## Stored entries
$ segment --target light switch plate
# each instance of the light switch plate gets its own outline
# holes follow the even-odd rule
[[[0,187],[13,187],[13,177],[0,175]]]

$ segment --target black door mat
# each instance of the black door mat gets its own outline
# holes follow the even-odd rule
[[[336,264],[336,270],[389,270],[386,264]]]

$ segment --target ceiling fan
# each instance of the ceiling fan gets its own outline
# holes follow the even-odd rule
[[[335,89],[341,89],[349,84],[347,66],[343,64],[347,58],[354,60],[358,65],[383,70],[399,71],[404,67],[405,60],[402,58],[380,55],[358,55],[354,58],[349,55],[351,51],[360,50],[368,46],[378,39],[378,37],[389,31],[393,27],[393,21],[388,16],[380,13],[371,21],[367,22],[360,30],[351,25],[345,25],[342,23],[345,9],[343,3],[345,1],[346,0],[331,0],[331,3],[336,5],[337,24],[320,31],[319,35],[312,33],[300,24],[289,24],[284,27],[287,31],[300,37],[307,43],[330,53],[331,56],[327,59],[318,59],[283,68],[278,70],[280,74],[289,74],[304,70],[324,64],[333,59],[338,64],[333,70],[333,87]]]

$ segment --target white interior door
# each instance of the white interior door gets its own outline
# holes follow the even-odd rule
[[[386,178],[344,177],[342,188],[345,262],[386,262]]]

## Written exercise
Format every line of the items above as a Markdown table with the columns Row and Line, and leave out the blank lines.

## Finished answer
| Row | Line |
|---|---|
| 1 | $ segment --target light switch plate |
| 2 | # each instance of the light switch plate gets its own outline |
| 3 | # holes follow the even-odd rule |
| 4 | [[[0,187],[13,187],[13,177],[0,175]]] |
| 5 | $ segment --target black door mat |
| 6 | # each instance of the black door mat gets its own outline |
| 7 | # holes follow the even-odd rule |
| 8 | [[[336,264],[336,270],[389,270],[386,264]]] |
| 9 | $ segment --target ceiling fan |
| 10 | # each instance of the ceiling fan gets its own outline |
| 11 | # holes follow the even-odd rule |
| 12 | [[[335,89],[341,89],[349,84],[347,66],[343,64],[347,58],[354,60],[358,65],[383,70],[399,71],[404,67],[405,60],[402,58],[380,55],[358,55],[354,58],[349,55],[351,51],[360,50],[368,46],[378,39],[378,37],[389,31],[393,27],[393,21],[388,16],[380,13],[371,21],[367,22],[360,30],[351,25],[345,25],[342,23],[345,9],[343,3],[345,1],[346,0],[331,0],[331,3],[336,5],[337,24],[320,31],[319,35],[312,33],[300,24],[289,24],[284,27],[287,31],[300,37],[307,43],[330,53],[331,56],[327,59],[318,59],[283,68],[278,70],[280,74],[289,74],[304,70],[324,64],[333,59],[338,64],[333,70],[333,87]]] |
| 13 | $ segment --target white interior door |
| 14 | # each instance of the white interior door gets its own outline |
| 15 | # holes follow the even-odd rule |
| 16 | [[[386,178],[344,177],[342,188],[345,262],[386,262]]] |